─── SUPPLIED RECORDS ───
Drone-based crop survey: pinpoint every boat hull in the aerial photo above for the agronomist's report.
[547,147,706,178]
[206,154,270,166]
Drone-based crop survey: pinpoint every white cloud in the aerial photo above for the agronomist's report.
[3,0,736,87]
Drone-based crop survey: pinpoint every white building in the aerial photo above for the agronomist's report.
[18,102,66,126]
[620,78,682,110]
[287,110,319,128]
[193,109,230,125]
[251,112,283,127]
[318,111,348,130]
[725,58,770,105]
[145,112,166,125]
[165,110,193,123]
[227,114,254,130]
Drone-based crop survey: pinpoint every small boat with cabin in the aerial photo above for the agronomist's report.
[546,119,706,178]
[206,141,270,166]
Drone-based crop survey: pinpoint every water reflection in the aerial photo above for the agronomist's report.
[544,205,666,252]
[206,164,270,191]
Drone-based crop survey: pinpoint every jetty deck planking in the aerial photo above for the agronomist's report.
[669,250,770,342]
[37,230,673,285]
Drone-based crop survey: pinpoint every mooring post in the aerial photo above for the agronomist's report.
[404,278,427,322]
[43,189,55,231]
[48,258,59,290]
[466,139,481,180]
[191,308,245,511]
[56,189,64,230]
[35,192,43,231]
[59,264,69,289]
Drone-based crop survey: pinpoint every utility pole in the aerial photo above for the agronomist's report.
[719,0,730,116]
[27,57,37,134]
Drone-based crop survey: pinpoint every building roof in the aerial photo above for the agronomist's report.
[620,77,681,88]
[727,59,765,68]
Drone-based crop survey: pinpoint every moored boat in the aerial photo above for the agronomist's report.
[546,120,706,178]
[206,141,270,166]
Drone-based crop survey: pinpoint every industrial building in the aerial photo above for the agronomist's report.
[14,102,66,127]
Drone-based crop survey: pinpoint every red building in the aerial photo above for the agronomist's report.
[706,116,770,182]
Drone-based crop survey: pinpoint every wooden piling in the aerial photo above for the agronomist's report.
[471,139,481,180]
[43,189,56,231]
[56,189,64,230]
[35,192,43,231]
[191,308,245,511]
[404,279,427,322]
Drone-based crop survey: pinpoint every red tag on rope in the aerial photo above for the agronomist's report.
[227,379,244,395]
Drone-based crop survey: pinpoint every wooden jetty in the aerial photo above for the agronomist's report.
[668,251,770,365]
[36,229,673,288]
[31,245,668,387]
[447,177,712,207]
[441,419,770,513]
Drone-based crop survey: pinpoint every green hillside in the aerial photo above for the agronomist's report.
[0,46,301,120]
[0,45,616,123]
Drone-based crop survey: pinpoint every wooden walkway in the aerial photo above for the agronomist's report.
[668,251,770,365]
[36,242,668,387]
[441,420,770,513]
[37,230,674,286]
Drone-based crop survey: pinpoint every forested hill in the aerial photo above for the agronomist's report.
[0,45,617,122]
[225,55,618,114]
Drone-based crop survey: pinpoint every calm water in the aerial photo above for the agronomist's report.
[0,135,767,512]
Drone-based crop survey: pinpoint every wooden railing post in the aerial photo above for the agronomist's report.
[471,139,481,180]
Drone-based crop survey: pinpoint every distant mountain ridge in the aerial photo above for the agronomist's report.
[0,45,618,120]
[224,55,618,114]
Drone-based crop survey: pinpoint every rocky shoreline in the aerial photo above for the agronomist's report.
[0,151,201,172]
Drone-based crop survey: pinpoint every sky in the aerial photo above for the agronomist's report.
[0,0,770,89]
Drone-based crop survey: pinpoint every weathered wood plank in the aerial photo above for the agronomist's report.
───
◆ **TASK INSTRUCTIONS**: Reproduce every one of the lines above word for word, with no changes.

◆ **EXPECTED OUTPUT**:
Drone-based crop survey: pinpoint every boat hull in the aerial photo above for the agronomist's report.
[547,147,706,178]
[206,154,270,166]
Drone-based crop survey: pinpoint every white cloud in the aerial photo above for the agronomist's report.
[3,0,736,87]
Drone-based crop survey: pinpoint every white building in the aerial photo above for the agronomist's report.
[18,102,66,126]
[620,78,682,110]
[287,110,319,128]
[193,109,230,125]
[251,112,283,127]
[318,111,348,130]
[725,58,770,105]
[145,112,166,125]
[165,110,193,123]
[227,114,254,130]
Drone-based crop survey: pinpoint every small boat with cabin in the aerial photo above for the agronomist's report.
[546,119,706,178]
[206,141,270,166]
Drone-based crop survey: pinpoint every water reflection in the aerial photo above for the agronomist's report.
[544,205,666,252]
[206,164,270,191]
Drone-based crop survey: pinpoint every jetty deck planking in the aerial photo above for the agronomist's report.
[669,250,770,342]
[37,230,673,285]
Drone-based crop survey: pinpoint every mooring post in the aerial photo above for the agronomist's report.
[404,278,427,322]
[43,189,55,231]
[48,258,59,290]
[466,139,481,180]
[191,308,245,511]
[56,189,64,230]
[35,192,43,231]
[59,264,69,289]
Drone-based crop survey: pinpoint every utility pole in the aerial photo above for the agronomist's report.
[719,0,730,116]
[27,57,37,134]
Drone-based crop survey: pinpoint every building roof in the aerial photo above for the agronomist's report.
[620,77,681,88]
[727,59,765,68]
Drone-based crop survey: pinpoint every moored boat in the aerial photo above for the agronomist's report.
[546,120,706,178]
[206,141,270,166]
Drone-based crop survey: pinpoint every industrial building in the aerial photo above for the agronomist's report.
[14,102,66,127]
Drone-based crop survey: pinpoint every red building in the aerial photo above for the agronomist's report.
[706,116,770,182]
Drone-based crop survey: pinpoint every wooden piling in the aerial photo above for the agronomist's report.
[471,139,481,180]
[43,189,56,231]
[56,189,64,230]
[35,192,43,231]
[191,308,245,511]
[404,279,427,322]
Drone-based crop survey: pinpoint every red tag on rope in the aerial photo above for the agronomist's report.
[227,379,244,395]
Drone-based crop survey: pinpoint every wooden jetty in the aerial photo above for the agronomist's report.
[668,251,770,365]
[36,229,673,288]
[31,245,668,387]
[447,177,712,207]
[441,419,770,513]
Drone-based crop survey: pinpoint every green hillside in the aerial photo above for the agronomist's report.
[0,46,301,120]
[0,45,616,123]
Drone-based crop survey: pinpoint every wooden walkway in the aerial photo above for the agronomist's report.
[668,251,770,365]
[36,242,668,387]
[441,420,770,513]
[37,230,674,286]
Drone-based crop survey: pinpoint every forested hill in the aerial photo above for the agronomist's report.
[0,45,617,122]
[225,55,618,114]
Drone-based crop survey: pinpoint every calm water in the aerial photo above for the agronomist's report.
[0,135,767,512]
Drone-based crop survey: pinpoint every wooden railing post in the aerial photo above for the agronomist's report.
[471,139,481,180]
Drone-based crop survey: pinpoint every distant mountain ridge in the aerial photo above for the agronomist's report.
[0,45,618,120]
[224,55,618,114]
Drone-based crop survey: pinpoint every rocky shoreline in the aerial photo above for the agronomist's report.
[0,151,201,172]
Drone-based crop survey: pinpoint every sky in the aerial photo above for the agronomist's report.
[0,0,770,89]
Drone-based crop survey: pinpoint every weathered wood plank in the aerial photo above for the agronomist's report.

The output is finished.